→ **Exercise**
Which of the lines below contain the word "trim"? Pick out each such line and copy it.

Saved data:

════════════════════

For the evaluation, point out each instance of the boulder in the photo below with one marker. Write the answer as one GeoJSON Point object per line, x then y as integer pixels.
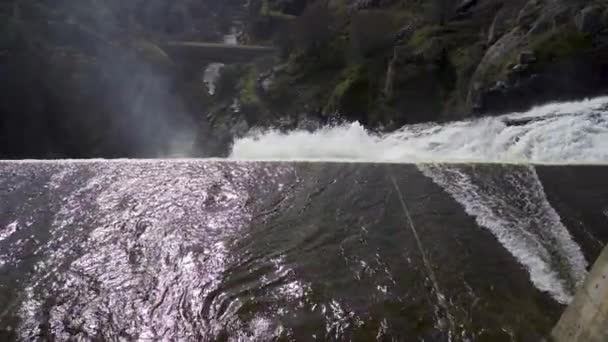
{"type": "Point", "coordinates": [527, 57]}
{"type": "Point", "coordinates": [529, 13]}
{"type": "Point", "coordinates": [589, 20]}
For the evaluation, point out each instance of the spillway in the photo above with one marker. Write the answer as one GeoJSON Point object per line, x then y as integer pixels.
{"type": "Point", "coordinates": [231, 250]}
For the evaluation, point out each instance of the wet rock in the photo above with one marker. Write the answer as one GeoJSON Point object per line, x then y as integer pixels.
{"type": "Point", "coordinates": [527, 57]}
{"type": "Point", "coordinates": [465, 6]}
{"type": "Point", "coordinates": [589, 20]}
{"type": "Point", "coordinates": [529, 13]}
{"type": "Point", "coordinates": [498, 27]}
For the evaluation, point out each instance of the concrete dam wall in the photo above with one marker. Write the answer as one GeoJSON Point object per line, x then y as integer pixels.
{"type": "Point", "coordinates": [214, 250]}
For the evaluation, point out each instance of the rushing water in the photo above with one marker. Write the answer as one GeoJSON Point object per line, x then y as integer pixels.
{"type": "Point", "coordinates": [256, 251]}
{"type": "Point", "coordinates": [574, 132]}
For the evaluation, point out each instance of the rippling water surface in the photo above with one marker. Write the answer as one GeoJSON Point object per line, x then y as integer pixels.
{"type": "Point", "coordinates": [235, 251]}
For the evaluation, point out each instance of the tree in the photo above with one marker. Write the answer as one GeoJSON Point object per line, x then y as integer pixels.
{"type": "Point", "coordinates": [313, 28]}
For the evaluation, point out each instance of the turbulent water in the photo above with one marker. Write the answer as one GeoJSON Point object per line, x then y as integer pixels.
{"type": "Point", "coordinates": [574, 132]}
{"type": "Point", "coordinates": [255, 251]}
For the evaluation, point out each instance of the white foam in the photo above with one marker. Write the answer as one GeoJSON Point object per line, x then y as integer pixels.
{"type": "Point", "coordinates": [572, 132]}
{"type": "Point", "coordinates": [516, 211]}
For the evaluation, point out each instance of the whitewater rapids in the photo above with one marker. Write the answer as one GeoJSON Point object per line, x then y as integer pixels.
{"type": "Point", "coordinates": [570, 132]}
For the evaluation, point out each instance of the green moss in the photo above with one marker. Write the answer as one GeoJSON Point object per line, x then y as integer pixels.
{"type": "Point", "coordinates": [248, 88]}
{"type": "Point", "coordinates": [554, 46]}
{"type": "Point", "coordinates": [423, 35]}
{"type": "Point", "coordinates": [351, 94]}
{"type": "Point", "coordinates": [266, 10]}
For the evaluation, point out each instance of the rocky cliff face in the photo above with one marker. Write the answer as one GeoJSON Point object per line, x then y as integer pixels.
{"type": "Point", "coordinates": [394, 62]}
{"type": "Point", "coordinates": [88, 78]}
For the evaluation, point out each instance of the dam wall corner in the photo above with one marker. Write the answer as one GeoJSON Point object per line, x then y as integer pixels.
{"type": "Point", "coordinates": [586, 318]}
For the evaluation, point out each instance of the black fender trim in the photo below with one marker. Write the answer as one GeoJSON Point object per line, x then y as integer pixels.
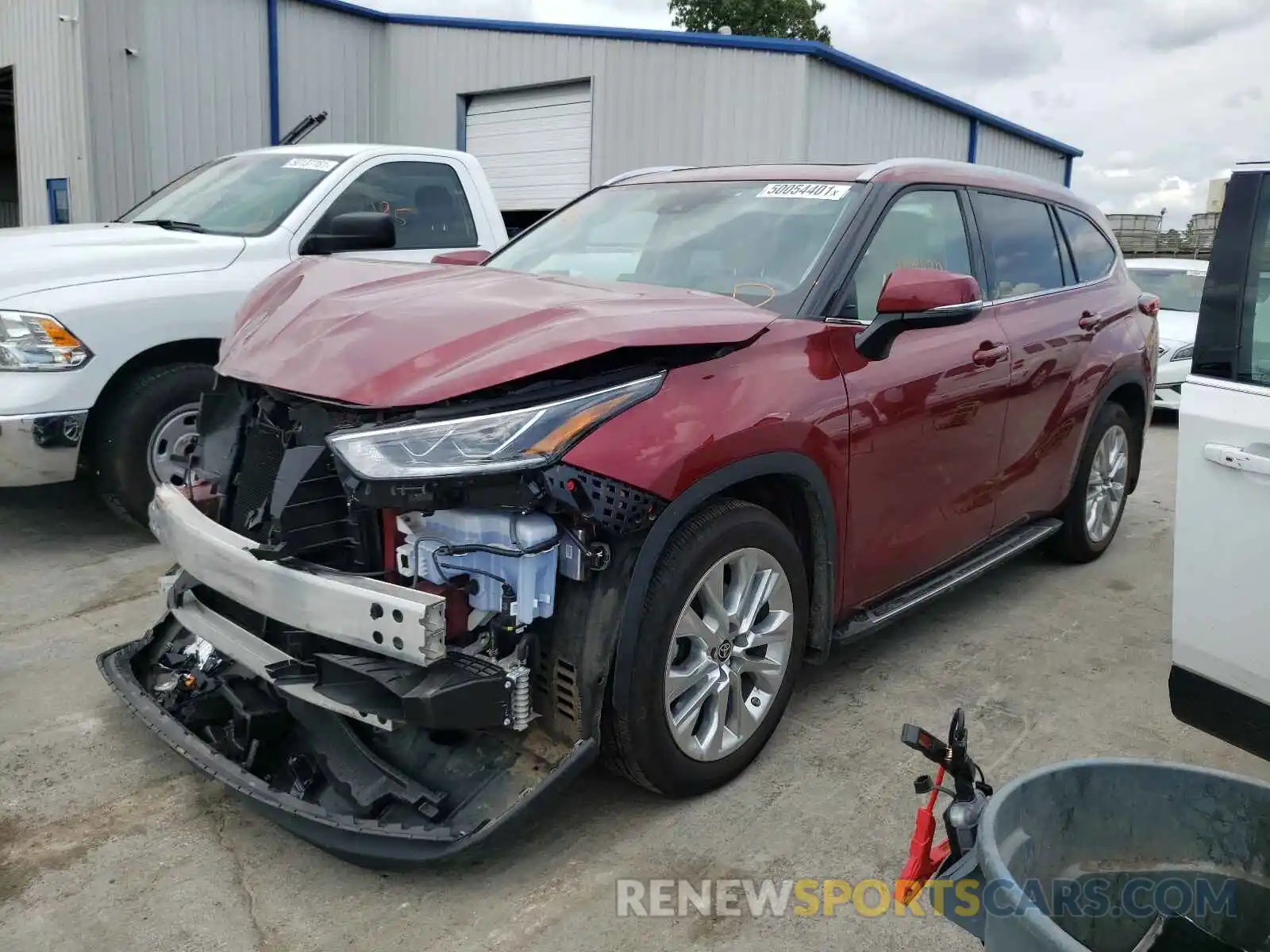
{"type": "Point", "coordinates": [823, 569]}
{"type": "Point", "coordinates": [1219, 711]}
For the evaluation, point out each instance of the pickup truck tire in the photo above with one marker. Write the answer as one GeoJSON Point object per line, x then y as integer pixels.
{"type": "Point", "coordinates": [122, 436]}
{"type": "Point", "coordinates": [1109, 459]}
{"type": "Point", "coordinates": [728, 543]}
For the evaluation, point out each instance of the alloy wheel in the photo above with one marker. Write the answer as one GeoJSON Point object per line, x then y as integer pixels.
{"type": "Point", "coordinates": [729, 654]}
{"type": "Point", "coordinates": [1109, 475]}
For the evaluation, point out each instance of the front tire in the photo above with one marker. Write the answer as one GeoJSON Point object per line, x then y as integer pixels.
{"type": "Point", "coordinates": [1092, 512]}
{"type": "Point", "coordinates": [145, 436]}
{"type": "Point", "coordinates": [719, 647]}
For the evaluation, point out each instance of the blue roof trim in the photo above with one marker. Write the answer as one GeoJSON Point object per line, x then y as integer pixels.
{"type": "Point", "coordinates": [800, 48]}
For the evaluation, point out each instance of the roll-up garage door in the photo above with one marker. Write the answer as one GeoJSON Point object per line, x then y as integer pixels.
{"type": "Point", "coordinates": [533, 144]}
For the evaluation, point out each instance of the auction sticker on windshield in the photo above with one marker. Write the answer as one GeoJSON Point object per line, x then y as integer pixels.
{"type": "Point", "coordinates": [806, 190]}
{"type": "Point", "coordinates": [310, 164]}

════════════════════

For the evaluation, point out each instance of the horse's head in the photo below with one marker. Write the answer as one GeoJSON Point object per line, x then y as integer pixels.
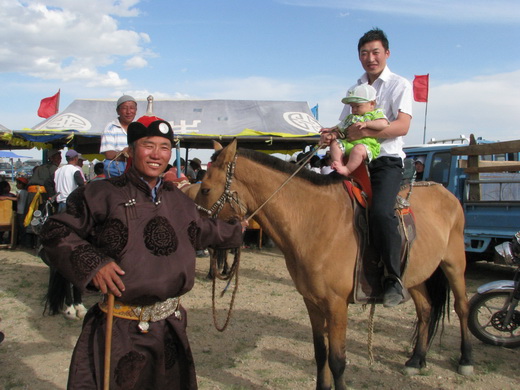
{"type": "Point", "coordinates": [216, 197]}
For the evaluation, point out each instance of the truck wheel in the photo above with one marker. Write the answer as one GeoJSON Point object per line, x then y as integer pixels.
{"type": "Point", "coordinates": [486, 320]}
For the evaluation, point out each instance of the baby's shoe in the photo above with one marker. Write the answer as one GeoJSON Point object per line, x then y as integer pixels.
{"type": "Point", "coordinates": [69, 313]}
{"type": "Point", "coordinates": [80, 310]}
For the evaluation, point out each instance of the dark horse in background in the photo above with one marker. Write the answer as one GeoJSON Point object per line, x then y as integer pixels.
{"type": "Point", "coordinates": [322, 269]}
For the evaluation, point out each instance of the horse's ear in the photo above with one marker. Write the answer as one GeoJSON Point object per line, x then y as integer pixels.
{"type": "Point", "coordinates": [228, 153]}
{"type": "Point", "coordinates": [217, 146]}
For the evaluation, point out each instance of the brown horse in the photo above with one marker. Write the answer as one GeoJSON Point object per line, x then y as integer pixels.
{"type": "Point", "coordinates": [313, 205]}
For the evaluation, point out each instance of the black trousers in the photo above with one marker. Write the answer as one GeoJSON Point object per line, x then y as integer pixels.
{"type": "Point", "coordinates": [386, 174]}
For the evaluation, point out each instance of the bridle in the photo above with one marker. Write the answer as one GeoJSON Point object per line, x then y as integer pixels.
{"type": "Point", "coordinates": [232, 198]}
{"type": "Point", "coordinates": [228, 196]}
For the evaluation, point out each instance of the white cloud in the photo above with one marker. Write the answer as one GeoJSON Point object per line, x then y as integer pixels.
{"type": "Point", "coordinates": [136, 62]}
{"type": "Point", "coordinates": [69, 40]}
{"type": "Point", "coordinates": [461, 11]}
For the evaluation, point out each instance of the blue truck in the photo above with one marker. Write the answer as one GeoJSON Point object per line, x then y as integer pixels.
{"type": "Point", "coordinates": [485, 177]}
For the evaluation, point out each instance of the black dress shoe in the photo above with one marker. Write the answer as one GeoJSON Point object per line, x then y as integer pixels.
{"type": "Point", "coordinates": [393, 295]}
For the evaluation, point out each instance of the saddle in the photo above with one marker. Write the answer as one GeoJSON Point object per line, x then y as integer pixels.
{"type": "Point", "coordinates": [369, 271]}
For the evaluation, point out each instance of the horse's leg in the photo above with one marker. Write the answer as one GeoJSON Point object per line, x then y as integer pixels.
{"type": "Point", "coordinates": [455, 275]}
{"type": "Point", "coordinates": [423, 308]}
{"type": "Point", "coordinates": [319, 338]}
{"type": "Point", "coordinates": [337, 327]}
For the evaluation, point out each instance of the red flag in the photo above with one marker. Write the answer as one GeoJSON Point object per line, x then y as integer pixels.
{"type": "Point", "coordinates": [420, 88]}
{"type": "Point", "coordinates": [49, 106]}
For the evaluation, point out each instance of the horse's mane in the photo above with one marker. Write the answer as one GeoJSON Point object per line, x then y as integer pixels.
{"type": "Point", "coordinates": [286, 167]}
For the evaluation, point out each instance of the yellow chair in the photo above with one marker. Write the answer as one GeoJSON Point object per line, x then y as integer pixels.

════════════════════

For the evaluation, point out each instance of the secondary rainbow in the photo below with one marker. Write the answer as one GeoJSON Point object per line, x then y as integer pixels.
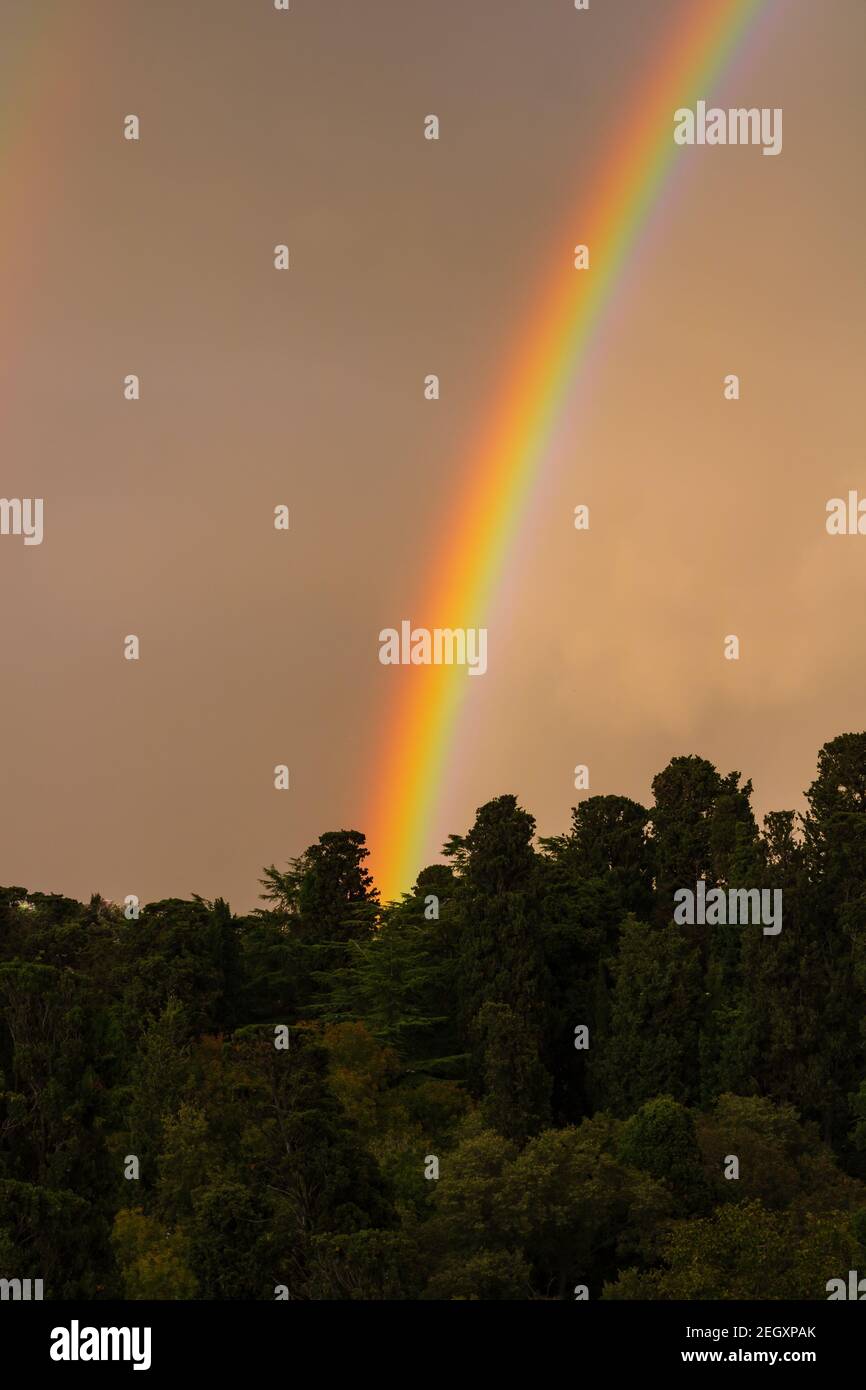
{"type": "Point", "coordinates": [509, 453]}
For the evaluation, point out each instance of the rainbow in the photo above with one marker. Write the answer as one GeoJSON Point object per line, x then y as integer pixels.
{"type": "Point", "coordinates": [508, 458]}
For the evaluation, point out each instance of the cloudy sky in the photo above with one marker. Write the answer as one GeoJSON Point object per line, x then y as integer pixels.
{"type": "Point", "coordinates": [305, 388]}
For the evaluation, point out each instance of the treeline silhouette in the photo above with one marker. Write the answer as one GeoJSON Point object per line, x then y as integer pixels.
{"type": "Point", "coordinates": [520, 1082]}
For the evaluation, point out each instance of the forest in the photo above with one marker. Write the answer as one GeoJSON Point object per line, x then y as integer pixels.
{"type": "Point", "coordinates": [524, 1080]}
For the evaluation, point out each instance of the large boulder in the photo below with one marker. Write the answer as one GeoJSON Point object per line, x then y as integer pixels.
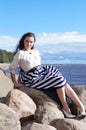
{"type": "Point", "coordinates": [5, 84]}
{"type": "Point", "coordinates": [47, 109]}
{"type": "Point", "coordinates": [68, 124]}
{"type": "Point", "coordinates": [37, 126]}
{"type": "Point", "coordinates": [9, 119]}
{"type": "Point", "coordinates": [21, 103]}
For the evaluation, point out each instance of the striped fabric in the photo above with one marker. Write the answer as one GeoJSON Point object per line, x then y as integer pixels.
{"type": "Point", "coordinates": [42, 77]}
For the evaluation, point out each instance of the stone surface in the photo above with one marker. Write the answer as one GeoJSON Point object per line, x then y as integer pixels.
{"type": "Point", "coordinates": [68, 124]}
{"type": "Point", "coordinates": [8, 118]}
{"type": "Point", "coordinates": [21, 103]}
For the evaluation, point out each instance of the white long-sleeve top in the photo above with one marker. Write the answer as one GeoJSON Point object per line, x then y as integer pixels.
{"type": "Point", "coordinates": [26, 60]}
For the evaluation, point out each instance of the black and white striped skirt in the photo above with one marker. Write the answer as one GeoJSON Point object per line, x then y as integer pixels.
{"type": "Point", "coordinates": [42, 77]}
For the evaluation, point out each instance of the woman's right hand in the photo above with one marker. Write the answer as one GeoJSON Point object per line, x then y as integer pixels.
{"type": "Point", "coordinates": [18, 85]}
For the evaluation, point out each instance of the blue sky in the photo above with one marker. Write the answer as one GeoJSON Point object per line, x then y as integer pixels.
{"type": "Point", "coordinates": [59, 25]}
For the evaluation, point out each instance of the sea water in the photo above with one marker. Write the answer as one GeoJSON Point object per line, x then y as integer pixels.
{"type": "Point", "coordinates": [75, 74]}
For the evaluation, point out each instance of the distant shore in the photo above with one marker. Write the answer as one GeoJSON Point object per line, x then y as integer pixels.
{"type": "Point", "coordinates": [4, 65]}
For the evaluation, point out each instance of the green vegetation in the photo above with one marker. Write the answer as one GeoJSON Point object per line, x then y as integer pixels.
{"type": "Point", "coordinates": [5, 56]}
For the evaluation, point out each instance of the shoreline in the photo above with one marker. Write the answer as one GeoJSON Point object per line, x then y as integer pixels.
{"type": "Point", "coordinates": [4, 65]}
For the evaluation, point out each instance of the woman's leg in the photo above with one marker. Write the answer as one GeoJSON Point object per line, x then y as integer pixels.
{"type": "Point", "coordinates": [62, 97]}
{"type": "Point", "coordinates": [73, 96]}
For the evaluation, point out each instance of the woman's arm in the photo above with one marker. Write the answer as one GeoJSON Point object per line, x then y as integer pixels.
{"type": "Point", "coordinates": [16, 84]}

════════════════════

→ **Answer to the task**
For the evaluation, point out each instance of the black fender trim in the photo below with one marker. Write the answer as one GeoJSON Point object per line, x then y as integer pixels.
For the evaluation, point out each instance of the blue roof trim in the photo above with one marker. Write the answer as one GeoJSON Point object per line, x then y as integer pixels.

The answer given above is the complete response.